◆ TASK A: According to the football article, what reasoning might lead Atletico to believe they can hold out in Turin? Explain in one to three sentences.

◆ SUPPLIED PASSAGE:
++++

The complaints and indignation about the role of VAR, introduced to club football’s leading tournament as of this year, were to be anticipated. The defiant comebacks, and against-the-odds turnarounds, have been a greater, and more exhilarating surprise.

They might just inspire some more, as well. In Turin on Tuesday, both Juventus and Atletico Madrid, finalists four times between them in the last five European Cup seasons, will studiously try to harness the evidence of momentous nights in Paris and Madrid last week to stimulate belief in the power of strong wills to influence matches and challenge expectations.

If Ajax can wallop Real Madrid in their own home, as they did seven days ago, then surely a more rugged and experienced side like Atletico can weather an evening in the fortress that is the Juventus stadium, or so Atletico will reason?

If Manchester United can overturn a 2-0 deficit against Paris Saint-Germain - so Juve will be thinking - then the Italian champions, with their more glittering array of stars, can do the same?

These are proud clubs, stocked with worldly, stubborn professionals, more than entitled to regard themselves as tougher than the current Real Madrid team or than a PSG who have become habitually flaky in Europe.

Most of all, Atletico will back themselves to defend a lead, which stands at a handsome 2-0 after a gripping first leg in Spain. Atletico have not conceded a goal in Europe for well over 500 minutes. They have not conceded two goals in a Champions League fixture since September 2017, 12 matches ago. They have kept clean sheets in their last five fixtures, across competitions.

And they have Diego Simeone, the manager, roaring them on and brandishing his long-time fame as the nemesis of Juventus. It was clear how much the first-leg victory meant to him when he mimed an act of brandishing something else, rather crudely, as he celebrated on the touchline two weeks ago.

Simeone, master of cagey containment in high-pressure contests, enjoyed the ambush of Juve at the Metropolitano for all sorts of reasons: for the fact Atletico pressed on for late goals after the deflating ruling out of an Alvaro Morata strike by VAR, and after an Antoine Griezmann shot had come back off the Juventus crossbar.

He enjoyed the fact that two central defenders, Diego Godin and Jose Maria Gimenez, seizing on the disorder created in the Juventus defence by set-piece crosses, scored the goals.

++++

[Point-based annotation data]
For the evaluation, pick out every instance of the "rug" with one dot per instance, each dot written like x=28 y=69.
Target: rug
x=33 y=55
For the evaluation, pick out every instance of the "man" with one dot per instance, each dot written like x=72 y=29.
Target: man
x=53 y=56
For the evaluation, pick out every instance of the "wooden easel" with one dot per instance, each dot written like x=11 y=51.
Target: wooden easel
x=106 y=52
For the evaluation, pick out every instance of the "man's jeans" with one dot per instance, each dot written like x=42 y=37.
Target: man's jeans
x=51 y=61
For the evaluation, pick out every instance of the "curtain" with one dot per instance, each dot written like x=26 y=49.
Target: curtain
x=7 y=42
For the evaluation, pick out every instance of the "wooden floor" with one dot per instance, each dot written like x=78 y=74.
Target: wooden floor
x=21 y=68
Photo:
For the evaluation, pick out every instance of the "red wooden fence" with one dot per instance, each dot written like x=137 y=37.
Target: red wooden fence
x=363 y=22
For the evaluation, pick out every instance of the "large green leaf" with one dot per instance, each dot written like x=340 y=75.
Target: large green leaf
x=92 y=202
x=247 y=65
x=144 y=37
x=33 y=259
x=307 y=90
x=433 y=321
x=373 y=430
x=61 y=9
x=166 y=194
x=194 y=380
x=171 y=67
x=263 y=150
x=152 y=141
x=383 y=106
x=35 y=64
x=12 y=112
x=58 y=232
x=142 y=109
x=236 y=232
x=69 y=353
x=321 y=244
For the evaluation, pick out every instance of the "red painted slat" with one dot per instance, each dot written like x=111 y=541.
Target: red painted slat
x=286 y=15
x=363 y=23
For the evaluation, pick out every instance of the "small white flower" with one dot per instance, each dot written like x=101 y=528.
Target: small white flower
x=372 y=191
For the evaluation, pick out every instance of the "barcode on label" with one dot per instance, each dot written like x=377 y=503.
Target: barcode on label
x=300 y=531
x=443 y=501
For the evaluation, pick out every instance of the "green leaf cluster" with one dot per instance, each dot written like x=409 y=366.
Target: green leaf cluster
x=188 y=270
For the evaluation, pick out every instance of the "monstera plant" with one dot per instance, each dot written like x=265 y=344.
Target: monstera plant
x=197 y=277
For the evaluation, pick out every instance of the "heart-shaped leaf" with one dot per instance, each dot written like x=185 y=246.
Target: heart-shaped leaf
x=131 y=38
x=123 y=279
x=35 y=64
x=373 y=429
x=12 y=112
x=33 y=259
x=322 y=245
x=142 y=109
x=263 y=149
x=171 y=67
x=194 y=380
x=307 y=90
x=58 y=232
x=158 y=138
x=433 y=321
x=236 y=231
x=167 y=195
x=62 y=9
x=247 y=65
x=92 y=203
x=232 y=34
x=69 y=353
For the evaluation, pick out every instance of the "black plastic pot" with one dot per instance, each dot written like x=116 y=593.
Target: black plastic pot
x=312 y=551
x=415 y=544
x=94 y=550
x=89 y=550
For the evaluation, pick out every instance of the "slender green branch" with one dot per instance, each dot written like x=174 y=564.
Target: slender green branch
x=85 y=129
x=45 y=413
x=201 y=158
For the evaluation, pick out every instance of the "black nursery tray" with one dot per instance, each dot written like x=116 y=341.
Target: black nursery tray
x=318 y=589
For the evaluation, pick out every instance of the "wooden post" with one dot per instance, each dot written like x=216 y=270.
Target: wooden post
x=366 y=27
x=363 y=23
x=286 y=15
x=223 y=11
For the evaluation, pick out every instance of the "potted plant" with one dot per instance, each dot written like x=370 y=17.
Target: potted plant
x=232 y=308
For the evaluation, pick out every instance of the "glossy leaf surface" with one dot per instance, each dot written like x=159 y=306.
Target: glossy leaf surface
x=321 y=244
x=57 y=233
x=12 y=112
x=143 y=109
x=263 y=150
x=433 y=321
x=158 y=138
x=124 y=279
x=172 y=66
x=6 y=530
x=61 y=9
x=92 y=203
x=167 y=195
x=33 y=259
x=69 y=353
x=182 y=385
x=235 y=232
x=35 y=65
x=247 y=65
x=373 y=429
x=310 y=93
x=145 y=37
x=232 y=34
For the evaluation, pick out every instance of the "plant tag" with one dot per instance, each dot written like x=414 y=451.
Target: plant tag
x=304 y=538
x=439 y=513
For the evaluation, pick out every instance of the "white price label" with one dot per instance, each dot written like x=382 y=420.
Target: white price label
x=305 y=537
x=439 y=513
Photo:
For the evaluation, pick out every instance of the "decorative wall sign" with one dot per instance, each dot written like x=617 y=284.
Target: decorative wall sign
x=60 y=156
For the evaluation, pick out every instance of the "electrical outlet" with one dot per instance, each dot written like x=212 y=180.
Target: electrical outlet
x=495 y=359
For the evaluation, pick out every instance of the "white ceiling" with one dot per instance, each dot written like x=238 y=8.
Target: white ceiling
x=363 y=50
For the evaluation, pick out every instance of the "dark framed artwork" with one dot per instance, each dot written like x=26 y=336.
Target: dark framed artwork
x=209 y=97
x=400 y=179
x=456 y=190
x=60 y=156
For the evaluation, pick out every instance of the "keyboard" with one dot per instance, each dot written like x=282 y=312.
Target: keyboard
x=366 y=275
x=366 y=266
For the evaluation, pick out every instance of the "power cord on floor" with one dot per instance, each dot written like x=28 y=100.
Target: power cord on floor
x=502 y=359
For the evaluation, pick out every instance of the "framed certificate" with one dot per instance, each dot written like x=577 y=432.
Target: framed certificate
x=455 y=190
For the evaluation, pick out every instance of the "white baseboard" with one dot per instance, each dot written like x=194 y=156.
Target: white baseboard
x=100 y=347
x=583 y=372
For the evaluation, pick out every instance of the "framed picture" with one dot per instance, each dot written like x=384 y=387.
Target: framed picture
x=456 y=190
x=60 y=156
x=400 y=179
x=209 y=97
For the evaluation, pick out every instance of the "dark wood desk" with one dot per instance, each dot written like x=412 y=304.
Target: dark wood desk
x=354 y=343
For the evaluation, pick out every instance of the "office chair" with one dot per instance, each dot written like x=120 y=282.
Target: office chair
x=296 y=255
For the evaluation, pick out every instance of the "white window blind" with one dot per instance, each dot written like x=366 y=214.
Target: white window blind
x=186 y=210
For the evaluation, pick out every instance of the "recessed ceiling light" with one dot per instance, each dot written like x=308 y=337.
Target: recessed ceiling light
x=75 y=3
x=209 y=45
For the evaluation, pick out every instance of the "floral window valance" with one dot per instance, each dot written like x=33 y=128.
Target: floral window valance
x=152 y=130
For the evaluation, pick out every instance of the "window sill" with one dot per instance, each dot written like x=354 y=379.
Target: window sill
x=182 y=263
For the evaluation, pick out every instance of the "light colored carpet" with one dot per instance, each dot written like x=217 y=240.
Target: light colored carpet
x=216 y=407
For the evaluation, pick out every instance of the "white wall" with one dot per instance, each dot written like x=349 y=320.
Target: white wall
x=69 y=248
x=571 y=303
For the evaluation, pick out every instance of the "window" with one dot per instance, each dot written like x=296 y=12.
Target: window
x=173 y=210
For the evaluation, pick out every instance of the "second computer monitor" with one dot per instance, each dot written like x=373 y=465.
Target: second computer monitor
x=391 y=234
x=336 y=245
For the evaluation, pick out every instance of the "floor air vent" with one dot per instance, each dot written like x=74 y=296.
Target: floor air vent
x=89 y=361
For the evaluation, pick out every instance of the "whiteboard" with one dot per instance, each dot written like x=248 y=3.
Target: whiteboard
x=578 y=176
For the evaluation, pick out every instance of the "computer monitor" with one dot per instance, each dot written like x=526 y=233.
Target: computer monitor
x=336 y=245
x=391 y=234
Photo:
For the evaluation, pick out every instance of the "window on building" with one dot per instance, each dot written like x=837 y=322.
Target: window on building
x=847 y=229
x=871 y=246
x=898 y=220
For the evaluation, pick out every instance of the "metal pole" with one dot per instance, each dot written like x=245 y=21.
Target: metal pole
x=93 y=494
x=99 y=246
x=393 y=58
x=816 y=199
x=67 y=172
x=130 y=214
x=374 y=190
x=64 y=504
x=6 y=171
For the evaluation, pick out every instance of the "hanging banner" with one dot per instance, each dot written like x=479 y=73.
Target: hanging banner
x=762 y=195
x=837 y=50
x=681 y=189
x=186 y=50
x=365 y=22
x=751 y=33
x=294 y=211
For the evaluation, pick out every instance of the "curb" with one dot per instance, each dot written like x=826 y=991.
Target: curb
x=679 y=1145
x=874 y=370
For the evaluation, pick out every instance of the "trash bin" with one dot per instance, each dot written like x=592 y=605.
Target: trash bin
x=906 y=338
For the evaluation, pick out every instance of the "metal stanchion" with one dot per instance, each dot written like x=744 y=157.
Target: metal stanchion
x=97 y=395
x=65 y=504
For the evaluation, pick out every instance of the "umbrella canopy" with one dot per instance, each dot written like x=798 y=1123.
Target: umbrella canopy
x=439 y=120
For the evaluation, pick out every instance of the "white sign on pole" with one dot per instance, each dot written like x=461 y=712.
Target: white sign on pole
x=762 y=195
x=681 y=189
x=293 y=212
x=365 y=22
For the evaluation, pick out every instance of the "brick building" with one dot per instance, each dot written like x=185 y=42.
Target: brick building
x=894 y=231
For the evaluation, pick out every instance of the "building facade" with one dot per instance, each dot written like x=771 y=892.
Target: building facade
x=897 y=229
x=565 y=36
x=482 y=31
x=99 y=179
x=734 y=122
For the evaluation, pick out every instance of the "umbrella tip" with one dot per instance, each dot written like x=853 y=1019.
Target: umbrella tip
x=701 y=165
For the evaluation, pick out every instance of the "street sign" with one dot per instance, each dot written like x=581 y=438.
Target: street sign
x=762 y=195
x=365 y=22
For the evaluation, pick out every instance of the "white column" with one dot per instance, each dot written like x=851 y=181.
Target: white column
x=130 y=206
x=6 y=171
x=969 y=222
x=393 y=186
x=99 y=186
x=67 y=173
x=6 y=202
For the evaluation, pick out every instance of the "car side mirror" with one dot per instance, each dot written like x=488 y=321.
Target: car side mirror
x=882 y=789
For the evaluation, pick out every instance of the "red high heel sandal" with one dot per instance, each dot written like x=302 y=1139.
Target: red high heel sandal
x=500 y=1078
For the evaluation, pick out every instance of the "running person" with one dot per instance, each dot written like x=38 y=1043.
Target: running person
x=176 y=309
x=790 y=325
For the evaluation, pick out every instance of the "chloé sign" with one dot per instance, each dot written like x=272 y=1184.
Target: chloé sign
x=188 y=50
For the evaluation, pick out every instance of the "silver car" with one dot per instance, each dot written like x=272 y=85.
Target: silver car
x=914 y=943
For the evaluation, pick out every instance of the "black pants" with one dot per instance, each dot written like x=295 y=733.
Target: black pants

++++

◆ TASK B: Resize the records between the line holding "like x=265 y=344." and the line holding "x=197 y=277", inclusive. Rewrite only those lines, requests included, with each answer coordinate multiplied by 1.85 and rounded to a whole number, halves rounded up. Leave the requests and their format samples unchanged.

◆ CORRECT ANSWER A: Ajax beat Real Madrid in Madrid seven days earlier. Atletico may reason that a more rugged and experienced side like theirs can surely weather an evening at the Juventus stadium.

◆ CORRECT ANSWER B:
For the evaluation, pick out every instance of the "monstera plant" with one dot per instance, each dot written like x=265 y=344.
Target: monstera plant
x=364 y=512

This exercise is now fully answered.